(Image point grounding data)
____________
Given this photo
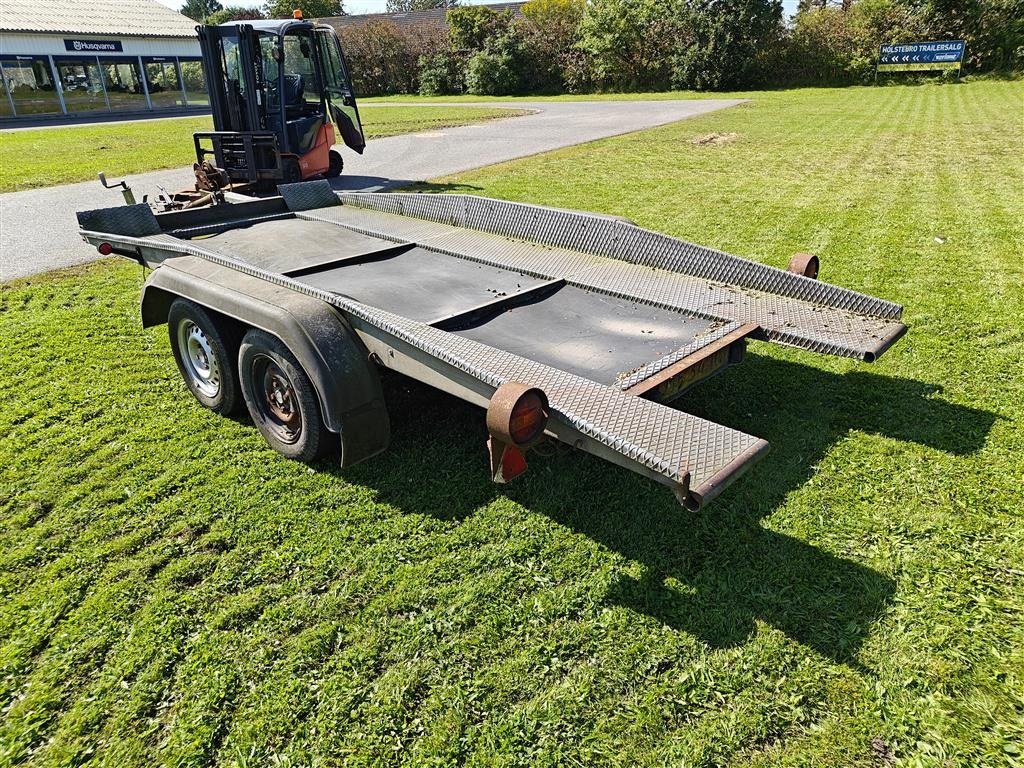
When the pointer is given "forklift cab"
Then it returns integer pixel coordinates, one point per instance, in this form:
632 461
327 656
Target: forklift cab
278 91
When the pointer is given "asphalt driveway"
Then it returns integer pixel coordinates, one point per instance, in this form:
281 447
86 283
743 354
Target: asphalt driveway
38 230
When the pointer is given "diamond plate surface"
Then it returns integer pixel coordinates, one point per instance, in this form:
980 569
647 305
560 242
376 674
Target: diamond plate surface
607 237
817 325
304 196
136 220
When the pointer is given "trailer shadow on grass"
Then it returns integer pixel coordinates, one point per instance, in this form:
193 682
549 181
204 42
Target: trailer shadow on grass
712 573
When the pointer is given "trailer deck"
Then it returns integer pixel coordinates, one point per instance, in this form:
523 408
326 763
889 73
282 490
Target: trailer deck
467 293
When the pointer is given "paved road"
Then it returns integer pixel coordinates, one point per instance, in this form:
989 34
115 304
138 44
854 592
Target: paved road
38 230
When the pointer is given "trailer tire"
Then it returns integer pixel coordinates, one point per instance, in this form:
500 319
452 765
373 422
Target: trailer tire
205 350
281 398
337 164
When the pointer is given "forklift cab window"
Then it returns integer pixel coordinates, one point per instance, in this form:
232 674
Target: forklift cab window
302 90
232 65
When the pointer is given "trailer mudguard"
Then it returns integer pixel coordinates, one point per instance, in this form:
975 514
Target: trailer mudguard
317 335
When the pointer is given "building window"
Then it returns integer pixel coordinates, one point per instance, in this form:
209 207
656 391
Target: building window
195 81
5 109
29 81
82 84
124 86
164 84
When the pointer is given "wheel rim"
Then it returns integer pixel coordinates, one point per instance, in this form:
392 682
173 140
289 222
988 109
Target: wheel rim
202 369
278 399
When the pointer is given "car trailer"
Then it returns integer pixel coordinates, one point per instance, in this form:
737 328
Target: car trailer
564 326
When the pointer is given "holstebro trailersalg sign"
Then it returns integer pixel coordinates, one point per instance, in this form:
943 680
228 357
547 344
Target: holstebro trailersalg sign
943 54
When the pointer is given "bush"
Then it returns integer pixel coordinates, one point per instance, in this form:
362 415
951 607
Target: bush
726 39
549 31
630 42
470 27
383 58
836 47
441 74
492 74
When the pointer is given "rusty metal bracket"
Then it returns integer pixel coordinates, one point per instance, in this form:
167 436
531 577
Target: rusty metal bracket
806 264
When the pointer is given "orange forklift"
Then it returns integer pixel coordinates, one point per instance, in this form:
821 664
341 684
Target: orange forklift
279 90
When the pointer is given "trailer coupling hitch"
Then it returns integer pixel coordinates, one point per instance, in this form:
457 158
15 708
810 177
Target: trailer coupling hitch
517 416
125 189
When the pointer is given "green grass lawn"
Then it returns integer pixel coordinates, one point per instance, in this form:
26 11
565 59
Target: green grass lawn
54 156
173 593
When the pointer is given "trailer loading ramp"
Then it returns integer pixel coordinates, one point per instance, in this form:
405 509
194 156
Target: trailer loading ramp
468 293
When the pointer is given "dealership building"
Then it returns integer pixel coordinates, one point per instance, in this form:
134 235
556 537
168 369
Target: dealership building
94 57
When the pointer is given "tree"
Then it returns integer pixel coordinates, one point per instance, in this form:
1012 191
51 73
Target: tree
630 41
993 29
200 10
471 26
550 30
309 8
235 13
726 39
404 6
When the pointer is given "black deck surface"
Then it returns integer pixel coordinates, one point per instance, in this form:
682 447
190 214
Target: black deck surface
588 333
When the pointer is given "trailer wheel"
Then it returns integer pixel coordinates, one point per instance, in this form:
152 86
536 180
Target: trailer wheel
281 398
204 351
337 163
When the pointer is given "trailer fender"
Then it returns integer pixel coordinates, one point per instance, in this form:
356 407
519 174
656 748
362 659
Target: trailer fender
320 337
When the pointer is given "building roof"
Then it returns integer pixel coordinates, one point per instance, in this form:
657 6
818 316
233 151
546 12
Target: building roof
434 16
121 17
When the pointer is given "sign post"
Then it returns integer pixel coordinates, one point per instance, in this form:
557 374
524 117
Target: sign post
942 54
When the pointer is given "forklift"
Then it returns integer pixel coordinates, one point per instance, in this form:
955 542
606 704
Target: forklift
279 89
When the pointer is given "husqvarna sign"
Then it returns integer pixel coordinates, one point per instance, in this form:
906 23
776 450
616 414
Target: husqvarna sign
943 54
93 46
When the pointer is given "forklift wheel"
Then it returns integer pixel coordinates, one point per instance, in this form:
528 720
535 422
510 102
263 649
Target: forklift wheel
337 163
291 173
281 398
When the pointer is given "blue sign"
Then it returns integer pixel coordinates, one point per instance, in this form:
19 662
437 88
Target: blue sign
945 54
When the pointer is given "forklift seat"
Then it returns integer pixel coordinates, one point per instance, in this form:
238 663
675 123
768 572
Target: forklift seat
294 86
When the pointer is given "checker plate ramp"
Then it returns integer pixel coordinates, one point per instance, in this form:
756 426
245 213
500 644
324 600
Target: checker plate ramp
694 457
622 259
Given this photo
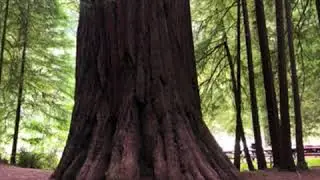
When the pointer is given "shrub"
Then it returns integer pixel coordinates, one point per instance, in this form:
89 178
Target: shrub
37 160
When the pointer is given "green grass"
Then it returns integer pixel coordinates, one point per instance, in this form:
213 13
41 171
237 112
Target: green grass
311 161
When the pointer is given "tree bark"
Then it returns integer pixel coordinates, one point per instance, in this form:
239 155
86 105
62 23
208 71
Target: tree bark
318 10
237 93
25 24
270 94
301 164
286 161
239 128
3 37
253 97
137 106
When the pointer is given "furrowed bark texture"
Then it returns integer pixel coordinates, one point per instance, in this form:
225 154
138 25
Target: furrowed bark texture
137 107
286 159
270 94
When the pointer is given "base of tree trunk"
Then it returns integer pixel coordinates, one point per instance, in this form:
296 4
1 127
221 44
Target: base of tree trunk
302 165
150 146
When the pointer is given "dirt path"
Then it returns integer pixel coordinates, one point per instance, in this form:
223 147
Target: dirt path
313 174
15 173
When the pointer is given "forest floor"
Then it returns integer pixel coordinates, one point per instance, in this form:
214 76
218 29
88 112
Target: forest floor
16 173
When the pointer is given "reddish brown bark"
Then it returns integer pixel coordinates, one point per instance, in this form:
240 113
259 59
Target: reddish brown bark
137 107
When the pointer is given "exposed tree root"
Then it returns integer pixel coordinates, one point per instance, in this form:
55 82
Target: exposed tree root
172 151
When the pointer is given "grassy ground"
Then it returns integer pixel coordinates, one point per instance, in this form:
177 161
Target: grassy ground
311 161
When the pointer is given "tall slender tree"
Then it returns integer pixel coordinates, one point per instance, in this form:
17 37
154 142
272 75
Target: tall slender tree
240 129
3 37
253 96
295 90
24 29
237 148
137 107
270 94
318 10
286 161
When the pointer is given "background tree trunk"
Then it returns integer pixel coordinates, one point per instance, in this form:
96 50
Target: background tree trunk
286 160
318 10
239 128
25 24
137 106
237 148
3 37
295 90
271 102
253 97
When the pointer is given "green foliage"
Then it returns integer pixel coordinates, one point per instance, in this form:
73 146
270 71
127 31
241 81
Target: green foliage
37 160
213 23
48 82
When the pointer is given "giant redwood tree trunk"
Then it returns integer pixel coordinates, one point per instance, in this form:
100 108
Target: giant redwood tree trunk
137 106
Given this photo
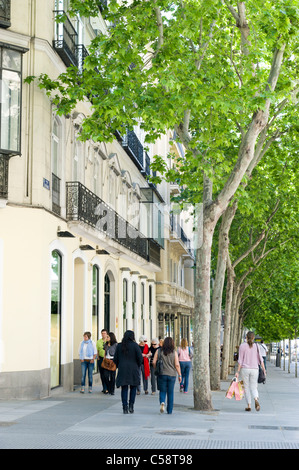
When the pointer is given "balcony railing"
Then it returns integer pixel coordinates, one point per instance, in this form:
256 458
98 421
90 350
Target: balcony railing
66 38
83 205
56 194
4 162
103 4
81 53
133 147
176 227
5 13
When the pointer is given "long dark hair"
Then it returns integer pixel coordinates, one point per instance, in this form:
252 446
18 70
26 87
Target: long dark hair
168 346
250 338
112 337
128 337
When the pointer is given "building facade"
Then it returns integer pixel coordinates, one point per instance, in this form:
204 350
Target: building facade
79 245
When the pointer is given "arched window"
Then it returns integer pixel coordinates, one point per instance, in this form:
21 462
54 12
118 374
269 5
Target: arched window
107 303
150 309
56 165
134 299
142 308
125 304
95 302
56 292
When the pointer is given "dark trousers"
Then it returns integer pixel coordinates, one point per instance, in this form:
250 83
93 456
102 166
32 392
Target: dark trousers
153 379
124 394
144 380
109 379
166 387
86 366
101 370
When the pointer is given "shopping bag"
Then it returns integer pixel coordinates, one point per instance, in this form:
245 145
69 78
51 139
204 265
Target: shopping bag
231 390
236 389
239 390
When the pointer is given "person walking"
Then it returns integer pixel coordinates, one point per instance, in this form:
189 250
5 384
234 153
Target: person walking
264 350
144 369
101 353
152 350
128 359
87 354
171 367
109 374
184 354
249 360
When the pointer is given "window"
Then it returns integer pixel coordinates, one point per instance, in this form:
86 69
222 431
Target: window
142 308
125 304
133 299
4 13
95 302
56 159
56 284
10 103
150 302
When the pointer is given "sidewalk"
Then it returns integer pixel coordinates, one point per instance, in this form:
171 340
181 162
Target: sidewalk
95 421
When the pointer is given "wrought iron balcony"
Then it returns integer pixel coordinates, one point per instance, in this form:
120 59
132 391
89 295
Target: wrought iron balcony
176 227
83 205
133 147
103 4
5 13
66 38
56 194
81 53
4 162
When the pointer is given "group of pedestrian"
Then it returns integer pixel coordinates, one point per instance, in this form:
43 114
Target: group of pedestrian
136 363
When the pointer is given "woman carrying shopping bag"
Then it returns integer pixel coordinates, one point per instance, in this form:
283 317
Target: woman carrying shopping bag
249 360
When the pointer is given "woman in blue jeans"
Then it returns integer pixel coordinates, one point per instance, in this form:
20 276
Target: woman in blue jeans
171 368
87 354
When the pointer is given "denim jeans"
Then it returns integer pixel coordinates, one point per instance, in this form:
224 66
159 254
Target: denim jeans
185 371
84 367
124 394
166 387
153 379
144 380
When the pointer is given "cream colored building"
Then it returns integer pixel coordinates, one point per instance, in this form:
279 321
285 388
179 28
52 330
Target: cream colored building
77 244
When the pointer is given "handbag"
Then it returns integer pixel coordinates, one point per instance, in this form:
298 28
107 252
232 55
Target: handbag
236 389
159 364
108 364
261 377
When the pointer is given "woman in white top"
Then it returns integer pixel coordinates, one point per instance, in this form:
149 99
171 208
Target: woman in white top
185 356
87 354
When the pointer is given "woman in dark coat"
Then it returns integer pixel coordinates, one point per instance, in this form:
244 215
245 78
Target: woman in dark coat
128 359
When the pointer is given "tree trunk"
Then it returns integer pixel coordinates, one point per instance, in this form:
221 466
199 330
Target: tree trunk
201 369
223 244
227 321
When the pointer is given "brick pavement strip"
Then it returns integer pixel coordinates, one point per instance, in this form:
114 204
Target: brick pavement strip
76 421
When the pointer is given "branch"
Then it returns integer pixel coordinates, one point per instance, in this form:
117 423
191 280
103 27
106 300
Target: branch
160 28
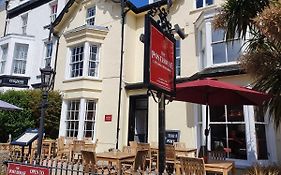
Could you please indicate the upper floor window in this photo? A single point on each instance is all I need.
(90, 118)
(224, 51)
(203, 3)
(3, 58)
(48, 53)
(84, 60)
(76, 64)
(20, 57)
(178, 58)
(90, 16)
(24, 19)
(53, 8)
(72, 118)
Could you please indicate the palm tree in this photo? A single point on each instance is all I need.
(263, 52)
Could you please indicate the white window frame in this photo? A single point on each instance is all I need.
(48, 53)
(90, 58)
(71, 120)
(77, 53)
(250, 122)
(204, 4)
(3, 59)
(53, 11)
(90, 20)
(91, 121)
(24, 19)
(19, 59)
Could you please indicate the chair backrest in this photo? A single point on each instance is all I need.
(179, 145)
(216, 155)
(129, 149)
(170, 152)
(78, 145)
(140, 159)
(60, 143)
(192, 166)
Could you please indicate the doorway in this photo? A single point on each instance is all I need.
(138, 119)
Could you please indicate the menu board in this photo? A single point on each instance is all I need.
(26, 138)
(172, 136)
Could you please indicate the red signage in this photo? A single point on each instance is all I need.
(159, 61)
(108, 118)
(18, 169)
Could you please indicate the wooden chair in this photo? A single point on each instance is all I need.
____________
Task statement:
Please transcribe, with no additions, the lines starting at the one that contains "Target: branch" and running through the last line of the entries, inclusive. Leave the pictures out.

Output for this exercise:
Target: branch
160 28
Could you please indicate the upper floor window in this photo? A single point on each instance is all I need.
(90, 118)
(224, 51)
(203, 3)
(3, 58)
(48, 53)
(84, 60)
(76, 64)
(20, 57)
(178, 58)
(90, 16)
(24, 19)
(53, 8)
(72, 118)
Could you please indicate the palm tree in this photo? A single point on each instance is all I need.
(263, 52)
Could you please indicate the white window frame in this photo? A single point on each instance is all I need.
(48, 53)
(90, 58)
(71, 120)
(77, 53)
(250, 122)
(204, 4)
(3, 59)
(53, 11)
(90, 20)
(91, 121)
(24, 19)
(19, 59)
Could you please indicate the chair backrest in this photo? A single point on each instance is all I need.
(179, 145)
(216, 155)
(129, 149)
(170, 152)
(78, 145)
(140, 159)
(60, 143)
(192, 166)
Could you please indicate the doorway in this photo? A single point on each instance is all I need.
(138, 119)
Could you please indicate the menu board in this photo? A single point on each instance is all I need.
(26, 138)
(172, 136)
Could you please indicate the red signage in this photo? A single point on each instance is all I need.
(159, 61)
(108, 118)
(18, 169)
Could you please indicate the wooden chair in this photo? A single point on each instance is all I need.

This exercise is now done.